Excerpts of location labeling data
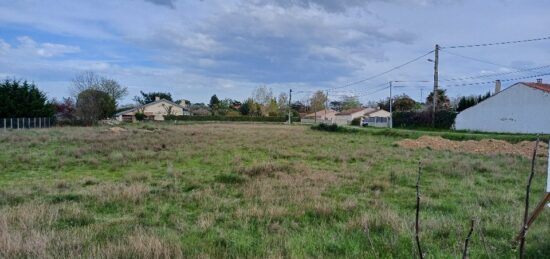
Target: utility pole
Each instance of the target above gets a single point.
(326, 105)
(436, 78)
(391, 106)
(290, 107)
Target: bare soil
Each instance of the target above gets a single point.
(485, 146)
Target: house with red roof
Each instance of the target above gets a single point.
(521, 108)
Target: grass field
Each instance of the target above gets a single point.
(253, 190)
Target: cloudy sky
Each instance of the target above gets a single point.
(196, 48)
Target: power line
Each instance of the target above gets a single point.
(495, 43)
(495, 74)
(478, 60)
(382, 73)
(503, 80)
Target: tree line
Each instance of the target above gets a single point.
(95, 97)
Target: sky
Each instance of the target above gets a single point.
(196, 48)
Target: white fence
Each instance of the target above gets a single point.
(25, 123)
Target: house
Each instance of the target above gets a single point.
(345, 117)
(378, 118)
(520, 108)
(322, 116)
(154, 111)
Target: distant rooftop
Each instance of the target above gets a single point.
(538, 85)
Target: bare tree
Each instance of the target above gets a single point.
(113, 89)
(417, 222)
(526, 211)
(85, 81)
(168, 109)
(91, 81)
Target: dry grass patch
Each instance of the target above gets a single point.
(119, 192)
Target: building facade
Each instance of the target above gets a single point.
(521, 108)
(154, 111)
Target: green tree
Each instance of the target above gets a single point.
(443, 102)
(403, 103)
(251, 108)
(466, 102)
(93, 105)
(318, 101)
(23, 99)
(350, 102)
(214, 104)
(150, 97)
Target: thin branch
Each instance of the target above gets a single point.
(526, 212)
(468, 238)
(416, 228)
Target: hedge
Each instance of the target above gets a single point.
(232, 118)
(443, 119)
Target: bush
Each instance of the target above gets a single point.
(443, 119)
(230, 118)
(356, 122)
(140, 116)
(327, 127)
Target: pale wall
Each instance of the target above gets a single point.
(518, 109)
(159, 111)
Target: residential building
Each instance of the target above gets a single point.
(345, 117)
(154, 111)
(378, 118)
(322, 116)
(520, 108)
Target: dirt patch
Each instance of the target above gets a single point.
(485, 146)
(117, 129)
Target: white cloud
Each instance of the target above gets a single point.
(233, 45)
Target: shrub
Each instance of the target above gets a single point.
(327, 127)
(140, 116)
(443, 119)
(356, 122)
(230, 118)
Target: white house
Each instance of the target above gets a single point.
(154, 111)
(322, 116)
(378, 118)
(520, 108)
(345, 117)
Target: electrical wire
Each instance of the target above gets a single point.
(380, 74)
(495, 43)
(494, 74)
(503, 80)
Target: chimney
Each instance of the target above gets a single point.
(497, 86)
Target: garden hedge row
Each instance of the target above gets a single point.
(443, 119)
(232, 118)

--- Direction ---
Write out the entries above verbatim; the pictures do not belong in your copy.

--- Answer for the task ---
Target: utility pole
Each instance of the target above gets a single point.
(326, 105)
(436, 78)
(391, 106)
(290, 107)
Target: bare soil
Each instance of the target above gets a single point.
(485, 146)
Target: house with red roof
Each instance of the target above gets a single point.
(521, 108)
Target: grass field
Each instance of the target above gets a single point.
(253, 190)
Target: cloudy sky
Each instance of the target above gets a single point.
(196, 48)
Target: power line
Each instance of the target above gets a single point.
(495, 43)
(495, 74)
(478, 60)
(382, 73)
(503, 80)
Target: tree line
Each instance of the target above gets a single point.
(95, 97)
Target: sky
Each instance of the target above gets a single point.
(196, 48)
Target: white fence
Each instance of the target above gets a single point.
(25, 123)
Target: house
Each instance of the target above gets a single point.
(345, 117)
(378, 118)
(520, 108)
(322, 116)
(154, 111)
Target: distant rooftop
Each instance of the target above gets a single point.
(538, 85)
Target: bare tree
Each instance of the target above gets a single point.
(113, 89)
(417, 222)
(526, 211)
(85, 81)
(168, 109)
(91, 81)
Target: dry grass patch
Each instance of the target above gets a single point.
(119, 192)
Target: building facade
Each instance of the target above gets a single point.
(521, 108)
(154, 111)
Target: green tree
Each instance of the target above gets a single point.
(443, 102)
(403, 103)
(251, 108)
(466, 102)
(93, 105)
(318, 101)
(23, 99)
(350, 102)
(214, 104)
(150, 97)
Target: thin branch
Each instance of the target above gets a single point.
(526, 212)
(468, 238)
(416, 228)
Target: hedge
Each instance of the target above gets a single point.
(232, 118)
(443, 119)
Target: bush
Each instance of the target above gets a single point.
(443, 119)
(230, 118)
(356, 122)
(140, 116)
(327, 127)
Target: pale wall
Each instance of the target above gets a single point.
(518, 109)
(159, 111)
Target: residential building
Each instance of the target above gets a single point.
(345, 117)
(154, 111)
(378, 118)
(322, 116)
(520, 108)
Target: dirt patch
Each instance of the target above gets a single point.
(485, 146)
(117, 129)
Target: white cloud
Each instance of the target above gets a single point.
(233, 45)
Target: shrub
Each instance of the target above gets a single point.
(327, 127)
(140, 116)
(443, 119)
(356, 122)
(230, 118)
Target: white house
Each instance of the target above gets a single point.
(154, 111)
(322, 116)
(378, 118)
(520, 108)
(345, 117)
Target: electrical wire
Each instance of the target above gets a single point.
(380, 74)
(495, 43)
(494, 74)
(503, 80)
Target: chimney
Each instance of the target above gets a single point.
(497, 86)
Target: garden hedge row
Each instance of the target above gets a single point.
(443, 119)
(232, 118)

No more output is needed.